<<<<

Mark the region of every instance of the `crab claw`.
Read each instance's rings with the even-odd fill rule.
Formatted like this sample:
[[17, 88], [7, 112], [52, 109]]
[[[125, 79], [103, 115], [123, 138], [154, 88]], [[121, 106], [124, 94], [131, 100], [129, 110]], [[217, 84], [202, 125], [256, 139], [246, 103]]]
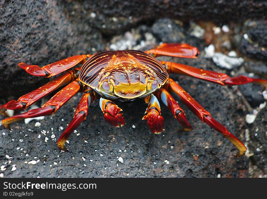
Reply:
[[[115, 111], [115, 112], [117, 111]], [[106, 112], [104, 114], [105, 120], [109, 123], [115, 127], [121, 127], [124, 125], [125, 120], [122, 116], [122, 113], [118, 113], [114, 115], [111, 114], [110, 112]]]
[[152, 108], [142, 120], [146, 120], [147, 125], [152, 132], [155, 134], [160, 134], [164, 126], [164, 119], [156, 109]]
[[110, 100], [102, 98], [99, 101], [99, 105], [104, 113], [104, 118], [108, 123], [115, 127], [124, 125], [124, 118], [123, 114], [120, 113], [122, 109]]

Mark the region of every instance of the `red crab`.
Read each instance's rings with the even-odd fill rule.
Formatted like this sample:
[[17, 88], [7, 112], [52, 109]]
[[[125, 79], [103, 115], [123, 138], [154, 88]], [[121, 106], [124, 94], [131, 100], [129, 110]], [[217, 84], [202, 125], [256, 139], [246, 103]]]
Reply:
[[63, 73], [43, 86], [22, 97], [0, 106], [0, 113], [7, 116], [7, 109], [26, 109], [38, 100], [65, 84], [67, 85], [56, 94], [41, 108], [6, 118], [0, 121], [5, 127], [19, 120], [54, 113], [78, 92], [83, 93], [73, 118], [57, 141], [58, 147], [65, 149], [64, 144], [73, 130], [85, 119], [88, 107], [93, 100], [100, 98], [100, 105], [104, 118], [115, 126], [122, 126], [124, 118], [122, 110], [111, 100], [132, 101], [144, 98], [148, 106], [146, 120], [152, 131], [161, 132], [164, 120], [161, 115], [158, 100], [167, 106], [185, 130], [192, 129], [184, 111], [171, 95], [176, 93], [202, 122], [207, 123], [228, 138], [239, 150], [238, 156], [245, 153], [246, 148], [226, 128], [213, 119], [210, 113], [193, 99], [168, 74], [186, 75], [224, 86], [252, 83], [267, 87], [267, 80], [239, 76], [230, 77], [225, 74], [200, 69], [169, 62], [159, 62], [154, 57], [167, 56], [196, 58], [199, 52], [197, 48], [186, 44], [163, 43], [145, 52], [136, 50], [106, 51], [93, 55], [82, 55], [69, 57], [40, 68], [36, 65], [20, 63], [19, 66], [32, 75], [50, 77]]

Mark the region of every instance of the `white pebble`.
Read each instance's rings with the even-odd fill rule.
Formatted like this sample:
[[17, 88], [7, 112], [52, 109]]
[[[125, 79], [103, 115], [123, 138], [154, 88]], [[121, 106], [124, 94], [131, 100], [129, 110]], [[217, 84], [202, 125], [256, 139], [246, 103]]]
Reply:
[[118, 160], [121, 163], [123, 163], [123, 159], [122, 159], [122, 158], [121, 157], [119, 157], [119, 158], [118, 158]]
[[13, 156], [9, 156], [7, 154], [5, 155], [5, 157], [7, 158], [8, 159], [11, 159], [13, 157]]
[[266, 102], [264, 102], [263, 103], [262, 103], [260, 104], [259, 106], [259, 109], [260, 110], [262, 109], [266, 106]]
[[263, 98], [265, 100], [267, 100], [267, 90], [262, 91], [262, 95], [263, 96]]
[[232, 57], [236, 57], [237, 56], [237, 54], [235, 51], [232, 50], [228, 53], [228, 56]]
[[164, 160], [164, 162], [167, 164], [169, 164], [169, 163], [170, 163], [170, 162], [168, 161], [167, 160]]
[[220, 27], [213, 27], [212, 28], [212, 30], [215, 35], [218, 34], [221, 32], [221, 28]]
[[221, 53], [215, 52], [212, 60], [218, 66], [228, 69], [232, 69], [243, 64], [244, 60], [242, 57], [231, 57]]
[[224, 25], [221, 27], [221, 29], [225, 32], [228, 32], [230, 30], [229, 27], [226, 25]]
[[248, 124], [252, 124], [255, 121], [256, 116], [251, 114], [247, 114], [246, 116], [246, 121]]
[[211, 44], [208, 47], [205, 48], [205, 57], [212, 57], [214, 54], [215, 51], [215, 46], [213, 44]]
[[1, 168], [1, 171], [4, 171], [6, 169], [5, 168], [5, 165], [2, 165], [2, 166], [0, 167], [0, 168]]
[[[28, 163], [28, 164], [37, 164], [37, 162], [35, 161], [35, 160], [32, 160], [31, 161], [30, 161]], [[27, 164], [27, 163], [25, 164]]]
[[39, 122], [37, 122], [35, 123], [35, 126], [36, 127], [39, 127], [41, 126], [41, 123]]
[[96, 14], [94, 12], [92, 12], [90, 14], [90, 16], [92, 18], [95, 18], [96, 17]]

>>>>
<<<<

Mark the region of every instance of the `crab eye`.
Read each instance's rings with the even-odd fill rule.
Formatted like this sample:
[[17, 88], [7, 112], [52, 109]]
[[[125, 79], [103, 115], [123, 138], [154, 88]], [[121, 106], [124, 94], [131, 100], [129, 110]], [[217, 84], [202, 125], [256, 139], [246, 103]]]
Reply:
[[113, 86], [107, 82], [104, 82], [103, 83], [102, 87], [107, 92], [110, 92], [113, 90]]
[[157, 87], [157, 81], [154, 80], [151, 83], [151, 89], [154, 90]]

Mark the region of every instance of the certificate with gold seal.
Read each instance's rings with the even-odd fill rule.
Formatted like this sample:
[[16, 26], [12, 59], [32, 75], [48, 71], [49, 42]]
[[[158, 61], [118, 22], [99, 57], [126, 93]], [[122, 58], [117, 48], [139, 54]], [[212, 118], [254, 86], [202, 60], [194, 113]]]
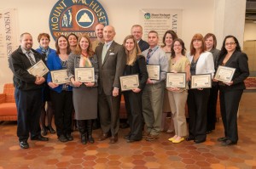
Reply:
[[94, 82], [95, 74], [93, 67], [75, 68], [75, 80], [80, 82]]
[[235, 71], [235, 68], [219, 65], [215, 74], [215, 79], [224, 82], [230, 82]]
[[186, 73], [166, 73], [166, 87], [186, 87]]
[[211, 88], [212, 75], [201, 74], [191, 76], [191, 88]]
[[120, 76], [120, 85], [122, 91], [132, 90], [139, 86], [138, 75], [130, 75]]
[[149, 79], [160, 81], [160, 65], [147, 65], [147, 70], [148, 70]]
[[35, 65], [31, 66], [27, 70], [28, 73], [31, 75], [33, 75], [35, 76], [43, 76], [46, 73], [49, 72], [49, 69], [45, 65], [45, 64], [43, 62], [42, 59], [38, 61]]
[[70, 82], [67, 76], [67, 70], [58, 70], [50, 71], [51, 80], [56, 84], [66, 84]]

>>>>

◆ **The problem**
How many lines in the material above contain the string "crab"? Case counts. Reply with the number alone.

◆ **Solution for this task**
3